YOUR GOAL. Reproduce the data below in full, switching each occurrence of "precise region annotator" to "careful region annotator" and leaving everything else as it stands.

TASK INPUTS.
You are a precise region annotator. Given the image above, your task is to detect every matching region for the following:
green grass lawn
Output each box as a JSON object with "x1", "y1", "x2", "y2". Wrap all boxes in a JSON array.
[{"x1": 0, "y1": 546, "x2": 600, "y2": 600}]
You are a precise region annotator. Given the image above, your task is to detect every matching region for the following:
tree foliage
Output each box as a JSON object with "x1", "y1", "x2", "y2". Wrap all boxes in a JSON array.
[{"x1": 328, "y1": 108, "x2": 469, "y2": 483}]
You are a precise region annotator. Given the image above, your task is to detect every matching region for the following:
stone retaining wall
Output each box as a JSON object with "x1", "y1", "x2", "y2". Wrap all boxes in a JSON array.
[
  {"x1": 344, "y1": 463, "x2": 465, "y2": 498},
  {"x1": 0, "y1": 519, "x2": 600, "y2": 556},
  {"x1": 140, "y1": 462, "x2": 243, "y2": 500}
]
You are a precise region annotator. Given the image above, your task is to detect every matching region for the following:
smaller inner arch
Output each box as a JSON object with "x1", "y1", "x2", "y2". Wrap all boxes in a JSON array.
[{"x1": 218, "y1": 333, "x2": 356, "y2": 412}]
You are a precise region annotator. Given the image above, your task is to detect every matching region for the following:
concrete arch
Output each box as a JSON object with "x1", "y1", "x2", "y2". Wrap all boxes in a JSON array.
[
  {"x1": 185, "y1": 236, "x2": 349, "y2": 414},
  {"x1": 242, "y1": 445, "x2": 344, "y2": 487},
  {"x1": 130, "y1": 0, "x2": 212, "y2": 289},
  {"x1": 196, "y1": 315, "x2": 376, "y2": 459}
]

CORRECT RESULT.
You are a careful region annotator. Given the image above, your task is to detect every matching region for the following:
green grass lawn
Output each box as a JSON object with "x1", "y1", "x2", "y2". Wrap all boxes in a JSON array.
[{"x1": 0, "y1": 546, "x2": 600, "y2": 600}]
You are a careful region annotator. Given the image above, your task is to detect every matching region for the following:
tree foliage
Output each box as a JSON object with "x1", "y1", "x2", "y2". Wrap all boxes in a JSON array.
[{"x1": 328, "y1": 108, "x2": 469, "y2": 483}]
You are a careful region annotator. Given the image above, your task is to detect every matching region for the following:
stone retaining wall
Output each box as a JSON object with "x1", "y1", "x2", "y2". Wrap all boxes in a JSON array.
[
  {"x1": 344, "y1": 463, "x2": 465, "y2": 498},
  {"x1": 0, "y1": 519, "x2": 600, "y2": 556},
  {"x1": 140, "y1": 462, "x2": 243, "y2": 500}
]
You are a careful region annotator. Given the image above, your task is to detect every matching region for the following:
smaller inner arch
Output each box as a JSON object with "x1", "y1", "x2", "y2". Wrap all boxes in a JSON array.
[{"x1": 218, "y1": 333, "x2": 356, "y2": 412}]
You are a careful region annotator. Given the image above, your task is to detect every matching region for the following:
concrete arch
Output each box as a JSON object with "x1", "y1", "x2", "y2". Wrap all boxes in a JSON array.
[
  {"x1": 185, "y1": 236, "x2": 349, "y2": 414},
  {"x1": 242, "y1": 445, "x2": 344, "y2": 487},
  {"x1": 130, "y1": 0, "x2": 212, "y2": 289},
  {"x1": 196, "y1": 315, "x2": 376, "y2": 459}
]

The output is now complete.